**Source records:**
═══

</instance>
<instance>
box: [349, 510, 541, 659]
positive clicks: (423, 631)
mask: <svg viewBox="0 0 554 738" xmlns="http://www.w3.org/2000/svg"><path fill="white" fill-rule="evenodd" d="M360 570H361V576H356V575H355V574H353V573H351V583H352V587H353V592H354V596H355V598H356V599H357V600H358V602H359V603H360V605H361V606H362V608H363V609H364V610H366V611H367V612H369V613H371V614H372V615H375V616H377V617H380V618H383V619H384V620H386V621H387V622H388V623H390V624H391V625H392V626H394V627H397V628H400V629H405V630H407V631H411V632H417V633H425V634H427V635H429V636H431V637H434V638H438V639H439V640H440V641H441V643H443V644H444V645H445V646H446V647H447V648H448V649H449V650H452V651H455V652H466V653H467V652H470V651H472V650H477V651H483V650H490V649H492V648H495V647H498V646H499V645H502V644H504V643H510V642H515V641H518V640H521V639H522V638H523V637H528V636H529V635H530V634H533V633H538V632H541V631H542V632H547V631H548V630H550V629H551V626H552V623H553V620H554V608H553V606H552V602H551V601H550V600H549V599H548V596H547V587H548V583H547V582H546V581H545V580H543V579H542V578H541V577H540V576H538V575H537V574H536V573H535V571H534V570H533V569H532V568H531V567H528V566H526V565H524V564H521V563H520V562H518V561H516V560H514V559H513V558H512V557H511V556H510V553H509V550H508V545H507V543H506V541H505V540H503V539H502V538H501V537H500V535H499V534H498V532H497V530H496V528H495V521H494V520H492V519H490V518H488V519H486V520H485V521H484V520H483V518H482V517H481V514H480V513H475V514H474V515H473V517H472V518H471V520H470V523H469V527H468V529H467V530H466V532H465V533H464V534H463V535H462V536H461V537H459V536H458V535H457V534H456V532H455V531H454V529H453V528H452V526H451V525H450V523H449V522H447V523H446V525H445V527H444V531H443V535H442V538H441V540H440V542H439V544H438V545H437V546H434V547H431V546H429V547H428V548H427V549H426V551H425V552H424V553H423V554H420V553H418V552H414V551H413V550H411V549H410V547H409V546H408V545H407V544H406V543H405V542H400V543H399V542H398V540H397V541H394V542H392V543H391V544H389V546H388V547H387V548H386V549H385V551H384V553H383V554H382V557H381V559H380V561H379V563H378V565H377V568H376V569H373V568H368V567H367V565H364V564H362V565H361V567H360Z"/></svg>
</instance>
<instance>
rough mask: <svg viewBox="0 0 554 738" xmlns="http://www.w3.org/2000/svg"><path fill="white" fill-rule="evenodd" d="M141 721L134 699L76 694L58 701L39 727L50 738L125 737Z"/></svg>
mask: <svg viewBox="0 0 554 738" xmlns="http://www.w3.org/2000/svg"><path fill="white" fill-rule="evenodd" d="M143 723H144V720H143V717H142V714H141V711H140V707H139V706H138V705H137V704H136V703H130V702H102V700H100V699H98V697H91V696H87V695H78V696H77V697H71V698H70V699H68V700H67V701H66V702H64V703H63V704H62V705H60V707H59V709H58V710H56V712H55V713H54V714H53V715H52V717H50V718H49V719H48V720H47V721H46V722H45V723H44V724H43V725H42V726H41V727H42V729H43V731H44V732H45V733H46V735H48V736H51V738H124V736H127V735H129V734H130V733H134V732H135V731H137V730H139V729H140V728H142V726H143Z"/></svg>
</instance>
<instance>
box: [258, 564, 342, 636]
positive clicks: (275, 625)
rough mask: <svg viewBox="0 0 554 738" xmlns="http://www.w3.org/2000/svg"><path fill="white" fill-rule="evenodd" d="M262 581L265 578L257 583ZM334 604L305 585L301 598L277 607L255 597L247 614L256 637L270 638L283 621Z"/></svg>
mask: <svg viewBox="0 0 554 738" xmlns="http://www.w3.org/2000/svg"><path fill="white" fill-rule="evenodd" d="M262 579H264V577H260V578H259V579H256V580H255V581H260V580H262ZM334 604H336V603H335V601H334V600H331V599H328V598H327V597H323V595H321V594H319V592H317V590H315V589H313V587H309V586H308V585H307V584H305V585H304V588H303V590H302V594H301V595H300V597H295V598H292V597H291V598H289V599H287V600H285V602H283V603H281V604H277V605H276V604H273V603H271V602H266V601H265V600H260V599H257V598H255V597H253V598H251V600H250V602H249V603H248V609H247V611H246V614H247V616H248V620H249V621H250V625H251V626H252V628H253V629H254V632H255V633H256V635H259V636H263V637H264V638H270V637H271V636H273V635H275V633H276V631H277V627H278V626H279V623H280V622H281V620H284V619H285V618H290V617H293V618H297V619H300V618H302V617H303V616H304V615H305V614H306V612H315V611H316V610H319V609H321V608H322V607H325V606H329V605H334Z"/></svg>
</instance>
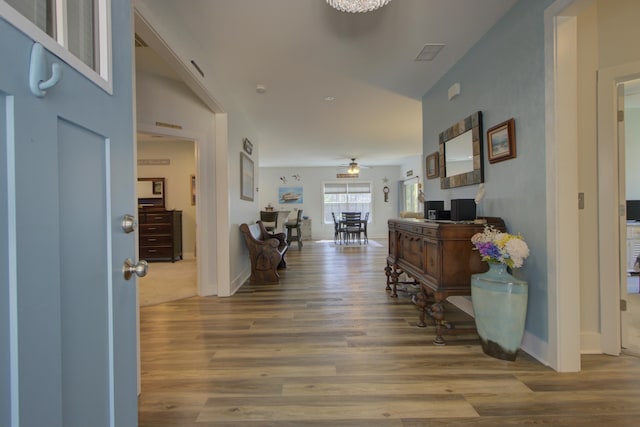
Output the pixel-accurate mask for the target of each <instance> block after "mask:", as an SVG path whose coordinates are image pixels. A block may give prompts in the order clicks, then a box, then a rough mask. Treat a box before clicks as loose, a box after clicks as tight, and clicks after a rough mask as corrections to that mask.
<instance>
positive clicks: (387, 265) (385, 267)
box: [384, 261, 391, 291]
mask: <svg viewBox="0 0 640 427" xmlns="http://www.w3.org/2000/svg"><path fill="white" fill-rule="evenodd" d="M384 274H385V275H386V276H387V287H386V288H385V289H386V290H387V291H390V290H391V266H390V265H389V262H388V261H387V266H386V267H385V268H384Z"/></svg>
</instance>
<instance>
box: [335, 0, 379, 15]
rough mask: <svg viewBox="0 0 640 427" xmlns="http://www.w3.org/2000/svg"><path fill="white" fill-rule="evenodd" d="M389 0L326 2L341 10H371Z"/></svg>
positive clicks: (367, 10)
mask: <svg viewBox="0 0 640 427" xmlns="http://www.w3.org/2000/svg"><path fill="white" fill-rule="evenodd" d="M390 1H391V0H327V4H328V5H330V6H331V7H333V8H335V9H338V10H339V11H341V12H350V13H356V12H371V11H372V10H376V9H380V8H381V7H382V6H384V5H386V4H387V3H389V2H390Z"/></svg>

═══

Reproduce every line of the records above word for word, leaving out the picture.

**SOLUTION TO THIS PROBLEM:**
</instance>
<instance>
box: [349, 510, 541, 659]
positive clicks: (423, 631)
mask: <svg viewBox="0 0 554 738" xmlns="http://www.w3.org/2000/svg"><path fill="white" fill-rule="evenodd" d="M360 570H361V576H356V575H355V574H353V573H351V583H352V587H353V592H354V596H355V598H356V599H357V600H358V602H359V603H360V605H361V606H362V608H363V609H364V610H366V611H367V612H369V613H371V614H372V615H375V616H377V617H380V618H383V619H384V620H386V621H387V622H388V623H390V624H391V625H392V626H394V627H397V628H400V629H405V630H407V631H411V632H417V633H425V634H427V635H429V636H431V637H434V638H438V639H439V640H440V641H441V643H443V644H444V645H445V646H446V647H447V648H448V649H449V650H452V651H455V652H466V653H467V652H470V651H472V650H477V651H483V650H490V649H492V648H495V647H498V646H499V645H502V644H504V643H510V642H515V641H518V640H521V639H522V638H523V637H528V636H529V635H530V634H533V633H538V632H541V631H542V632H547V631H548V630H550V629H551V626H552V623H553V620H554V608H553V606H552V602H551V601H550V600H549V599H548V596H547V587H548V583H547V582H546V581H545V580H543V579H542V578H541V577H540V576H538V575H537V574H536V573H535V571H534V570H533V569H532V568H531V567H528V566H526V565H524V564H521V563H520V562H518V561H516V560H514V559H513V558H512V557H511V556H510V553H509V550H508V545H507V543H506V541H505V540H503V539H502V538H501V537H500V535H499V534H498V532H497V530H496V528H495V521H494V520H492V519H490V518H488V519H486V520H485V521H484V520H483V518H482V517H481V514H480V513H475V514H474V515H473V517H472V518H471V520H470V523H469V527H468V529H467V530H466V532H465V533H464V534H463V535H462V536H461V537H459V536H458V535H457V534H456V532H455V531H454V529H453V528H452V526H451V525H450V523H449V522H447V523H446V525H445V527H444V531H443V535H442V538H441V540H440V542H439V544H438V545H437V546H434V547H431V546H429V547H428V548H427V549H426V551H425V552H424V553H423V554H420V553H418V552H414V551H413V550H411V549H410V547H409V546H408V545H407V544H406V543H405V542H400V543H399V542H398V540H397V541H394V542H392V543H391V544H389V546H388V547H387V548H386V549H385V551H384V553H383V554H382V557H381V559H380V561H379V563H378V565H377V568H376V569H373V568H368V567H367V565H364V564H362V565H361V567H360Z"/></svg>
</instance>
<instance>
rough mask: <svg viewBox="0 0 554 738" xmlns="http://www.w3.org/2000/svg"><path fill="white" fill-rule="evenodd" d="M141 721L134 699L76 694L58 701L39 727L50 738L125 737Z"/></svg>
mask: <svg viewBox="0 0 554 738" xmlns="http://www.w3.org/2000/svg"><path fill="white" fill-rule="evenodd" d="M143 723H144V720H143V717H142V714H141V711H140V707H139V706H138V705H137V704H136V703H130V702H102V700H100V699H98V697H91V696H87V695H78V696H77V697H71V698H70V699H68V700H67V701H66V702H64V703H63V704H62V705H60V707H59V709H58V710H56V712H55V713H54V714H53V715H52V717H50V718H49V719H48V720H47V721H46V722H45V723H44V724H43V725H42V726H41V727H42V729H43V731H44V732H45V733H46V735H48V736H51V738H124V736H127V735H129V734H130V733H134V732H135V731H137V730H139V729H140V728H142V726H143Z"/></svg>
</instance>
<instance>
box: [258, 564, 342, 636]
positive clicks: (275, 625)
rough mask: <svg viewBox="0 0 554 738" xmlns="http://www.w3.org/2000/svg"><path fill="white" fill-rule="evenodd" d="M262 581L265 578L257 583ZM334 604L305 585L301 598L277 607L255 597L247 614L256 637L270 638L283 621Z"/></svg>
mask: <svg viewBox="0 0 554 738" xmlns="http://www.w3.org/2000/svg"><path fill="white" fill-rule="evenodd" d="M262 579H264V577H260V578H259V579H256V580H255V581H260V580H262ZM334 604H336V603H335V601H334V600H331V599H328V598H327V597H323V595H321V594H319V592H317V590H315V589H313V587H309V586H308V585H307V584H305V585H304V588H303V590H302V594H301V595H300V597H295V598H292V597H291V598H289V599H287V600H285V602H283V603H281V604H277V605H276V604H273V603H271V602H266V601H265V600H260V599H257V598H255V597H253V598H251V600H250V602H249V603H248V609H247V611H246V614H247V616H248V620H249V621H250V625H251V626H252V628H253V629H254V632H255V633H256V635H259V636H263V637H264V638H270V637H271V636H273V635H275V633H276V631H277V627H278V626H279V623H280V622H281V620H284V619H285V618H290V617H293V618H297V619H300V618H302V617H303V616H304V615H305V614H306V612H315V611H316V610H319V609H321V608H322V607H325V606H329V605H334Z"/></svg>
</instance>
Output the pixel-accurate mask for the target of each <instance> block after "mask:", as an SVG path whose coordinates are image pixels. A block may give prompts in the order clicks, then a box, then a rough mask. Treat a box before clicks as loose, a box after clicks as tight, and clicks after a rough mask as corrections to that mask.
<instance>
positive clicks: (387, 265) (385, 267)
box: [384, 261, 391, 291]
mask: <svg viewBox="0 0 640 427" xmlns="http://www.w3.org/2000/svg"><path fill="white" fill-rule="evenodd" d="M384 274H385V275H386V276H387V287H386V288H385V289H386V290H387V291H390V290H391V266H390V265H389V262H388V261H387V266H386V267H385V268H384Z"/></svg>
</instance>
<instance>
box: [335, 0, 379, 15]
rough mask: <svg viewBox="0 0 640 427" xmlns="http://www.w3.org/2000/svg"><path fill="white" fill-rule="evenodd" d="M389 0L326 2L341 10H371Z"/></svg>
positive clicks: (367, 10)
mask: <svg viewBox="0 0 640 427" xmlns="http://www.w3.org/2000/svg"><path fill="white" fill-rule="evenodd" d="M390 1H391V0H327V4H328V5H330V6H331V7H333V8H335V9H338V10H339V11H341V12H350V13H356V12H371V11H372V10H376V9H380V8H381V7H382V6H384V5H386V4H387V3H389V2H390Z"/></svg>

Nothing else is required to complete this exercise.